Data pulled from a collection =>
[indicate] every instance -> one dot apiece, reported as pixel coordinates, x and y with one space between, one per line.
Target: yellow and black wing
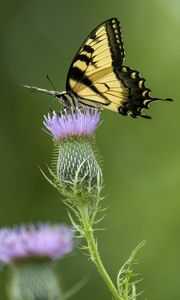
98 78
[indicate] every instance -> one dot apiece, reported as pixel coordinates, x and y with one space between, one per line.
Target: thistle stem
94 253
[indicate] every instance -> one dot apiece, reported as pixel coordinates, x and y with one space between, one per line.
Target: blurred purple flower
41 240
77 123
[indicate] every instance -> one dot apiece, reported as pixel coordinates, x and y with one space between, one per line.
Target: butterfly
98 78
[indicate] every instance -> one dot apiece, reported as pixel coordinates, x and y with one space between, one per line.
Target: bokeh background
141 158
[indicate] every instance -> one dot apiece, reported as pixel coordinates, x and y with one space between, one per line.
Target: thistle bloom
73 135
43 240
76 123
30 252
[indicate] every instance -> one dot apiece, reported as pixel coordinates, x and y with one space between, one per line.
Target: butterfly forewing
97 77
91 76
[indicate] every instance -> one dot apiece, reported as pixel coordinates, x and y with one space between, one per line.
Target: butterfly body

Exercise => Can you give the entries above again with "Target" substituted by "Object" everywhere, changing nothing else and leaving out the pictures?

Expected output =>
[indicate] every instance -> one dot apiece, reported as pixel coordinates, x and y with one space between, one per line.
Object: yellow and black wing
98 78
[indicate] every instance -> one dot apiece, reported as pixel coordinates, x and y with one space between, one per line.
Object: thistle stem
94 253
[indicate] every instance -> one dot apiece, reported as pixel coordinates, x and y with one space between, one per line.
Object: blurred purple flower
41 240
77 123
[indicate] every instance -> one dot apiece, reported as pixel coordinates, x and y with one space between, one per line.
Object: butterfly
98 78
[indicate] every instance -> one dot apiece, reported as pixel coordinates, x and y with one space between, one per line.
Object: bokeh background
141 158
[indicate] every instance -> one dot apiece, reported as pixel coordinates, x and y with one space between, one per line.
Object: thistle bloom
73 135
43 240
76 123
30 252
[indicate] every instance -> one dot apiece, reported as pixel coordinates, x and y with one space between, one per line.
Object: butterfly forewing
97 77
91 76
[indicate] every instance -> one dot apiece, reported as pixel coordinates, x and y with one space between, one per line.
Object: butterfly body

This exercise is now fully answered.